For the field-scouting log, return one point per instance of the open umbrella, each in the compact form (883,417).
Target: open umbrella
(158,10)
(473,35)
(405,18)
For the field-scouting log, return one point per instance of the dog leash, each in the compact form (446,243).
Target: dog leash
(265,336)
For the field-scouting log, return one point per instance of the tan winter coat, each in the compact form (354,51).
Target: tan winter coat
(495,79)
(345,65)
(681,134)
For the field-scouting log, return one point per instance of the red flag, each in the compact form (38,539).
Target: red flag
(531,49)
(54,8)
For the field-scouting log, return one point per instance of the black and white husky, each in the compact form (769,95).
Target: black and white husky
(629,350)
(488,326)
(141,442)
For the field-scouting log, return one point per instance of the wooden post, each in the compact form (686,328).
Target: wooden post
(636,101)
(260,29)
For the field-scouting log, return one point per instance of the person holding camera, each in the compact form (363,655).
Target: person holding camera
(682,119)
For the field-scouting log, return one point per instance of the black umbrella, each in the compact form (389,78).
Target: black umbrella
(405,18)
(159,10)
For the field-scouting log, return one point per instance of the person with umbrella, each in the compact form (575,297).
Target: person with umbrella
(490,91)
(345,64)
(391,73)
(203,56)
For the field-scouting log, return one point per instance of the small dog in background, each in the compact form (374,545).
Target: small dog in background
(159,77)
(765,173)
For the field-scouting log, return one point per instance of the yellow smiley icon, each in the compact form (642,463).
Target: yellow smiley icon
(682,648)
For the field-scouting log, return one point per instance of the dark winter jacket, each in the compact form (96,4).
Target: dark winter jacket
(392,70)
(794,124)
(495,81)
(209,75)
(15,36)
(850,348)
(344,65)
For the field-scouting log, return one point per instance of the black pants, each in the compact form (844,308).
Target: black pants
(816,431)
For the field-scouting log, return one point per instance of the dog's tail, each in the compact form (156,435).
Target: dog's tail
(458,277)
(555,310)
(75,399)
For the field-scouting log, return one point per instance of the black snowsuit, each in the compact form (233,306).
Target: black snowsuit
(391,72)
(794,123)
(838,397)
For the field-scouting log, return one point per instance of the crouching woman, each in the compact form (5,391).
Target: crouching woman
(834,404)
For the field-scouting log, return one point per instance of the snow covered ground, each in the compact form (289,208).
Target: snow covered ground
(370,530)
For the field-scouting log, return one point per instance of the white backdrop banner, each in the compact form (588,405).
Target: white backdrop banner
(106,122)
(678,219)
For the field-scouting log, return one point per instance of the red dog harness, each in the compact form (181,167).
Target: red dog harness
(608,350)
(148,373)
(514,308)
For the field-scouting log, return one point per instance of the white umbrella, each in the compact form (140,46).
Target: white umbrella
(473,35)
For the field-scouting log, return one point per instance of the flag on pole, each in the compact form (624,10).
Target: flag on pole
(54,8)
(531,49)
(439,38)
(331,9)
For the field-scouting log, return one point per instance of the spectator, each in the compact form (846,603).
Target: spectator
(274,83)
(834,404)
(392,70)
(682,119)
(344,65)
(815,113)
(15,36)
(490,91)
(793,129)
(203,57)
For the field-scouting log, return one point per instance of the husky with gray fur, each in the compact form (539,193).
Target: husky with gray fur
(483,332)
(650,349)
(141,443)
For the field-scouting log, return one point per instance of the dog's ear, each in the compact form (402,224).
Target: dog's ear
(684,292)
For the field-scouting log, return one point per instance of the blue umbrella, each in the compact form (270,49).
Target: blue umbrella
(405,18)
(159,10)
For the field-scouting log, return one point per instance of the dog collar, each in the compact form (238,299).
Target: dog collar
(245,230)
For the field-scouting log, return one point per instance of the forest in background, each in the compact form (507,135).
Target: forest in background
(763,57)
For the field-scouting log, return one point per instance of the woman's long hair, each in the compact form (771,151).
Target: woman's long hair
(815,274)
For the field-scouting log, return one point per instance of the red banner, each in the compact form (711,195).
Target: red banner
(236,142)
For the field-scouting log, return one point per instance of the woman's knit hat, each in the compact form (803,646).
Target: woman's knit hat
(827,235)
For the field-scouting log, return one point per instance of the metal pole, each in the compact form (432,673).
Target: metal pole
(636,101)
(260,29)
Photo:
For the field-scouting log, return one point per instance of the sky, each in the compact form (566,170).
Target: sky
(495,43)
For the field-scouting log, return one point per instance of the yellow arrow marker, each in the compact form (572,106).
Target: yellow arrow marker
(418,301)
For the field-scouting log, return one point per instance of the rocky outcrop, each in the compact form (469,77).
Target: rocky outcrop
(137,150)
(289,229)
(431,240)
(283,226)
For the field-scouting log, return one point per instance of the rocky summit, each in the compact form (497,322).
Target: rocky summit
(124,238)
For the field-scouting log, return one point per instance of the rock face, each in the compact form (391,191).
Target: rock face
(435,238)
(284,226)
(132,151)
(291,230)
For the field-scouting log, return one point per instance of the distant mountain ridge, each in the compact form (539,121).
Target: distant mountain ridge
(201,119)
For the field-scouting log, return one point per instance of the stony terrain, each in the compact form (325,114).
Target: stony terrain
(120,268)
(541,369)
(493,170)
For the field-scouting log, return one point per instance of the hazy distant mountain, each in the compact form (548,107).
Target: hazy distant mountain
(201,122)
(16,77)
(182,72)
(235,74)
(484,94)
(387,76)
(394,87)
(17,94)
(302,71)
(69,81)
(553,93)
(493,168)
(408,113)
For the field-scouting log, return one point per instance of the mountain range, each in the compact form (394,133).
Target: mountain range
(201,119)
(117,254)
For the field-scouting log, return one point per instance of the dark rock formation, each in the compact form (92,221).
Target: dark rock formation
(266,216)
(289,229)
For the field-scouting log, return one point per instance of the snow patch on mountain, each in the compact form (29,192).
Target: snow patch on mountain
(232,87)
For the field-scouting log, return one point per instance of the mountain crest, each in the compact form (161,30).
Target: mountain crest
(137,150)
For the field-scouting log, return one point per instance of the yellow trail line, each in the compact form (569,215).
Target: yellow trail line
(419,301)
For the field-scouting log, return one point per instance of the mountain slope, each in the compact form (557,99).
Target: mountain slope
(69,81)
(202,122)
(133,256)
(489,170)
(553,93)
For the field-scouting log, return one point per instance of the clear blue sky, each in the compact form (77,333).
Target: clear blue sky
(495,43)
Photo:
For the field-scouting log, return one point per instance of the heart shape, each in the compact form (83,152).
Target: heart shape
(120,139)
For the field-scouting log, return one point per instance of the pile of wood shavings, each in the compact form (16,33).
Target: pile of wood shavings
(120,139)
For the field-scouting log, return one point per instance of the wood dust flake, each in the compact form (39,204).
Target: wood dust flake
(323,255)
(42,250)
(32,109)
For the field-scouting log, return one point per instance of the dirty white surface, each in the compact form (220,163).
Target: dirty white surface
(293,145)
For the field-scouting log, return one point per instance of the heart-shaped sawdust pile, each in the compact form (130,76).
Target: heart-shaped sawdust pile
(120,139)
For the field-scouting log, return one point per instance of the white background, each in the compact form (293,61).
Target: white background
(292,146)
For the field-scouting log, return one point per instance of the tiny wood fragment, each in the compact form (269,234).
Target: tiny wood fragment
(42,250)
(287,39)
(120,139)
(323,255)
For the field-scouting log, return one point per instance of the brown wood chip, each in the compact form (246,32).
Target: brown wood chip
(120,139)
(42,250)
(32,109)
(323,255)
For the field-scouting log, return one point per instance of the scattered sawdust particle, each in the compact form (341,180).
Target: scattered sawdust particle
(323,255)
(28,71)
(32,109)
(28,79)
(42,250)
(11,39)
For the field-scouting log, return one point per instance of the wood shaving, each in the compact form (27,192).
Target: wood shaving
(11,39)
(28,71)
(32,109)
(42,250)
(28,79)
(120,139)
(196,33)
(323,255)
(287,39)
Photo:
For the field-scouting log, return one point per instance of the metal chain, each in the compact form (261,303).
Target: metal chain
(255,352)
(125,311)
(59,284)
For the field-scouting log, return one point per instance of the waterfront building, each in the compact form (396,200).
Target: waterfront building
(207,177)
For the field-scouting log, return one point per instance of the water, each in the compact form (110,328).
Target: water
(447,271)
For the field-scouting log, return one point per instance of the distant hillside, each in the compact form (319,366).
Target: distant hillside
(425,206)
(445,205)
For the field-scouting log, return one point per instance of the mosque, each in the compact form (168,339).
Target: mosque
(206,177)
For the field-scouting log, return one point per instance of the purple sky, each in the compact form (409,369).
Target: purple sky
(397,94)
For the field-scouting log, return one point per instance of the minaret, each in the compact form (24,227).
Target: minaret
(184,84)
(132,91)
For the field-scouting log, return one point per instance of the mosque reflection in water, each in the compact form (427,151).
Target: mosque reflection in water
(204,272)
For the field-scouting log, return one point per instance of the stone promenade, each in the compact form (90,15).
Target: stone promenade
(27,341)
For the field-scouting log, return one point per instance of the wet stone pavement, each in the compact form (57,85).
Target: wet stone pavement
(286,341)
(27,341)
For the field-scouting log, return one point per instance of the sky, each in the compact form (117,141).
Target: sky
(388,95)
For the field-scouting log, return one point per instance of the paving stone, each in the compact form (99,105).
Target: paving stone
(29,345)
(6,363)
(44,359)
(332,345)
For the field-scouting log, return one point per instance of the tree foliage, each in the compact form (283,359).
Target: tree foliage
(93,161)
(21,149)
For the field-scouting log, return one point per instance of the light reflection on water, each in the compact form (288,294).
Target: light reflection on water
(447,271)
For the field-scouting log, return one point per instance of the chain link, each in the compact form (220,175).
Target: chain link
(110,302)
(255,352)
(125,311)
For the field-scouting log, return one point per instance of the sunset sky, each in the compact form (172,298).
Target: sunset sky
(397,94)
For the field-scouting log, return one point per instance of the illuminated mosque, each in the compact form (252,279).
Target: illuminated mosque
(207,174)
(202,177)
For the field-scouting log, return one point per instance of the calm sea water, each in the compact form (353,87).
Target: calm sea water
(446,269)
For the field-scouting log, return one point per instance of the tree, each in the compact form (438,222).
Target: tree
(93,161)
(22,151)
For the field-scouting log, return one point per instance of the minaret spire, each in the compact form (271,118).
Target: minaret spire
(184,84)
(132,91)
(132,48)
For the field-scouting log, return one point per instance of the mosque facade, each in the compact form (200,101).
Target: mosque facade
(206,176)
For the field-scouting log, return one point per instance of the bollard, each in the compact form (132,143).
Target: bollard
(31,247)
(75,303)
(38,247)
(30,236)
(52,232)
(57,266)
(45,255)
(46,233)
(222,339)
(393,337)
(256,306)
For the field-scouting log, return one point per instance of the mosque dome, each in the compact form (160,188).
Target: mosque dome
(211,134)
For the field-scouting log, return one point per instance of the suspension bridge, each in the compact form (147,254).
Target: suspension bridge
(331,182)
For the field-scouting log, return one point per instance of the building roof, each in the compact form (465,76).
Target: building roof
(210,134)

* * * * * * * * *

Problem to work on:
Set out the lines of the rows as a Markdown table with the columns No. and Line, one entry per line and no blank lines, starting at the line that contains "compact form (465,76)." and ending at the last line of the rows.

Response to this exercise:
| No. | Line |
|---|---|
| 1 | For the field-scouting log, return one point per instance of the building roof, each in the compact form (465,76). |
| 2 | Target: building roof |
| 3 | (210,134) |